Although the records contain pictures, only their text should be set down, exactly as written.

Free-text object descriptions:
◇ ◇ ◇

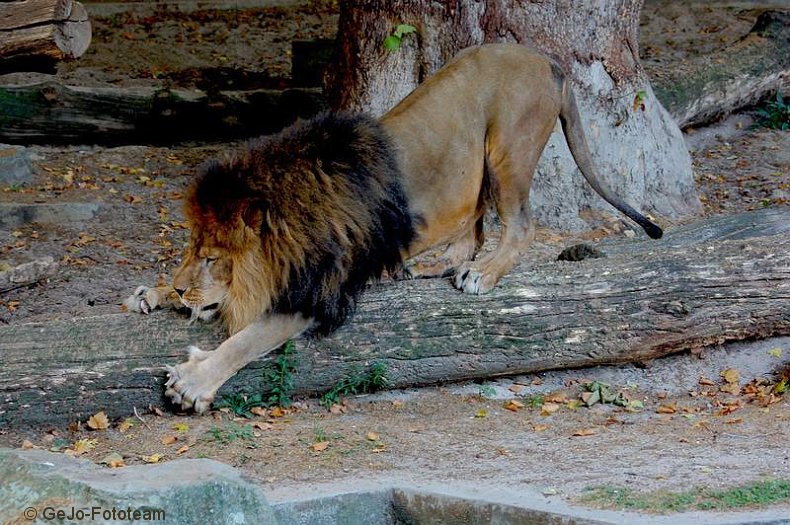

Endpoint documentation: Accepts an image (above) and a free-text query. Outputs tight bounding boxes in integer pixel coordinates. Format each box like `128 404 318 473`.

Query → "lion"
126 43 662 413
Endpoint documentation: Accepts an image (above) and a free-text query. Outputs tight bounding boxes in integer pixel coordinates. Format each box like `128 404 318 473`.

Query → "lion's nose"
175 288 186 297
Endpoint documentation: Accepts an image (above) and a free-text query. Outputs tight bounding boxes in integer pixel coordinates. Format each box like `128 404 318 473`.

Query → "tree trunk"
328 0 700 232
1 207 788 428
0 0 91 61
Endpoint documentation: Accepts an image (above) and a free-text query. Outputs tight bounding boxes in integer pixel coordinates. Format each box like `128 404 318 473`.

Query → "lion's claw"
453 265 495 294
163 345 217 414
125 285 157 314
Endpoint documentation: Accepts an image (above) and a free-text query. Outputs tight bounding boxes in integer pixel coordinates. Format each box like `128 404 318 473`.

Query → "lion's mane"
186 112 415 335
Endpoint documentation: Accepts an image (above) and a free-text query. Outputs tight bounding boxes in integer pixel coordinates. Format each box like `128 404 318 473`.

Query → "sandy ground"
1 0 789 517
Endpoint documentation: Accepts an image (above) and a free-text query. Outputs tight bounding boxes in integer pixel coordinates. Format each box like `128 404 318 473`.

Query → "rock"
556 243 606 262
0 202 101 228
0 448 277 525
0 144 33 186
0 256 57 293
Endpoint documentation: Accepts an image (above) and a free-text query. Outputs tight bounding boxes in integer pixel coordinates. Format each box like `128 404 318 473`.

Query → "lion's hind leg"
453 127 545 294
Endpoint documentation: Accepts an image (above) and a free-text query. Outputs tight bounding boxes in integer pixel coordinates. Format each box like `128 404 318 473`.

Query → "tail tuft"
641 220 663 239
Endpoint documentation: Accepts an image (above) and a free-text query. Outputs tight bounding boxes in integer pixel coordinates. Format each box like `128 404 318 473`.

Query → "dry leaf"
721 368 740 384
311 441 329 452
767 347 782 358
504 399 524 412
251 422 272 431
698 376 716 386
269 407 285 418
540 403 561 416
176 445 190 454
544 392 569 404
102 452 125 468
172 422 189 433
87 411 110 431
21 439 34 449
161 435 178 445
532 424 549 432
142 453 164 464
572 428 597 437
656 403 677 414
366 431 380 441
150 406 165 417
250 407 267 417
725 417 743 425
719 382 740 395
73 438 97 454
118 418 135 433
474 408 488 418
508 384 525 394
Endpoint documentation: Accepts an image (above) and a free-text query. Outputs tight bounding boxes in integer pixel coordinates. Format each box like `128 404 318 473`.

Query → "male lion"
127 43 662 413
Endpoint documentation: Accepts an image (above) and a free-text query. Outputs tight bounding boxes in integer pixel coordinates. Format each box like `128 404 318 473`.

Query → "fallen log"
1 207 789 427
653 10 790 128
0 0 91 61
0 82 326 144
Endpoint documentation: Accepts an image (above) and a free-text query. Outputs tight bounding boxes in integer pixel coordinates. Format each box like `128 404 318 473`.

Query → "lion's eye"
205 256 218 265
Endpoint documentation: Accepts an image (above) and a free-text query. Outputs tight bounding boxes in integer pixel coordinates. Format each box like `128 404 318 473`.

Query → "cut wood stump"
1 207 789 427
653 10 790 129
0 0 91 61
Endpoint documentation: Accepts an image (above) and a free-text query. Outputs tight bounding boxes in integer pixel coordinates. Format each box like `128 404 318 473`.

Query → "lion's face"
172 232 233 320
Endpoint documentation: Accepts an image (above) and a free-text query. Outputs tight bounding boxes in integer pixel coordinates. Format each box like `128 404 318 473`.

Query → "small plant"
313 425 327 443
522 393 545 408
320 362 390 408
206 423 255 444
754 91 790 130
213 393 264 418
265 340 297 408
384 24 417 51
477 384 496 399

◇ ◇ ◇

▶ THE COMPLETED TASK:
Endpoint documentation: Accepts an image (above) and a free-text query. Outputs tight bounding boxes in integer pixel coordinates. Format each box like `128 404 318 473`.

Query → "lion"
126 43 662 413
Endpoint documentation: Accepts an image (above) and a free-text query. Outputs tight bounding boxes in integer pixel coordinates. Format each box like `128 404 318 473`.

Query → "lion's nose"
175 288 186 297
Endpoint documentation: Accepts an image (above) and a free-text query. Outputs tight bounding boxes in integer pixel coordinates. Format each box like `128 404 318 473`.

Query → "tree trunk"
328 0 700 232
1 207 788 428
0 0 91 61
Endpoint documentation: Accepts an image (above) and a free-text query. Outputs tight bounding boxes in integer pixel coordinates. Format each box like `128 404 318 473`.

Query → "lion's claw"
453 265 495 294
163 345 217 414
125 285 157 314
Endpoint documentation: Accepts an image (above) and a free-text query. Outputs tight bounding boxes in integer pixel coordinates. Format each box like `128 404 318 473`.

Query → "lion's mane"
186 112 415 335
Endpoint documentation: Accepts an image (above) and a free-text query. Outputs tight bounding boxes in integer pixel coordinates. Format each box like `128 404 318 473`.

Query → "sandy ground"
1 0 789 517
Endpoint documentation: Accepts an image (above) and a free-text query. Outputs tight bounding boxes in integer pixel coordinates. Format each box like `128 404 318 473`.

Query → "rock"
556 243 606 262
0 202 101 228
0 448 277 525
0 144 33 186
0 256 57 293
Endpoint documentation: Accepts an image (above) and a free-text query. Outputs tight bounding boxes in integer pixel coordinates. Format each box like `128 404 318 473`.

Query → "lion's hind leg"
453 127 545 294
Endpoint documentation: Accepts an image (above) and a free-text query. Outputs tight bounding boxes in integer pixel coordinates. Format each box like `128 404 318 473`.

Query → "tail tuft"
641 220 663 239
Endpoint documentation: Accepts an image (above) and a free-text query. Outputs tight bounding boxes in integer pixel coordinates. Format each box like `128 404 318 473`.

Query → "dry leaf"
721 368 740 384
311 441 329 452
767 347 782 358
504 399 524 412
251 422 272 431
698 376 716 386
269 407 285 418
540 403 561 416
176 445 190 454
544 392 569 404
102 452 125 468
172 422 189 433
87 411 110 431
21 439 34 449
161 435 178 445
532 424 549 432
142 453 164 464
572 428 597 437
656 403 677 414
366 431 380 441
150 406 165 417
250 407 267 417
725 417 743 425
719 382 740 395
73 438 97 454
118 418 135 433
474 408 488 418
508 384 525 394
Endpoint documentation: Accepts an image (above) and a free-text query. Outputs tight bounding boxes in integer pixel coordinates. Format each box like `128 404 318 473`.

Query → "male lion"
127 43 662 413
Endpoint documentation: Accepts an image (above) and a free-text query. Outputs tight bounding boxes in integer pixel coordinates. Format each box like `128 404 318 473`.

Query → "fallen log"
1 207 789 427
653 10 790 128
0 0 91 61
0 82 326 144
Endpoint documentation: Accepts an image (above) and a free-text query. Outputs tight bounding boxes in integer pixel coordinates. Format each box like `128 404 318 473`.

Query → "lion's eye"
205 256 218 265
Endpoint documentation: Accepts an image (above) and a free-text query. Outputs tight bounding boxes in integer pixel coordinates. Format each box like `128 404 318 473`.

Query → "cut wood stump"
1 207 789 427
653 10 790 129
0 0 91 61
Endpoint documentation: Accepts an image (above) and a free-text query. Outputs tight bounding boxes in integer pixel coordinates. Format each box like `128 404 318 473`.

Query → "lion's face"
172 232 233 320
Endpoint documentation: Accepts an image (above) and a free-text query. Outputs tight bounding boxes in integer pixel coordinates. Format each box like `128 404 318 473`.

Query → "small plant"
313 425 327 443
522 393 545 408
320 362 390 408
206 423 255 444
754 91 790 130
213 393 264 418
265 340 297 408
384 24 417 51
477 384 496 399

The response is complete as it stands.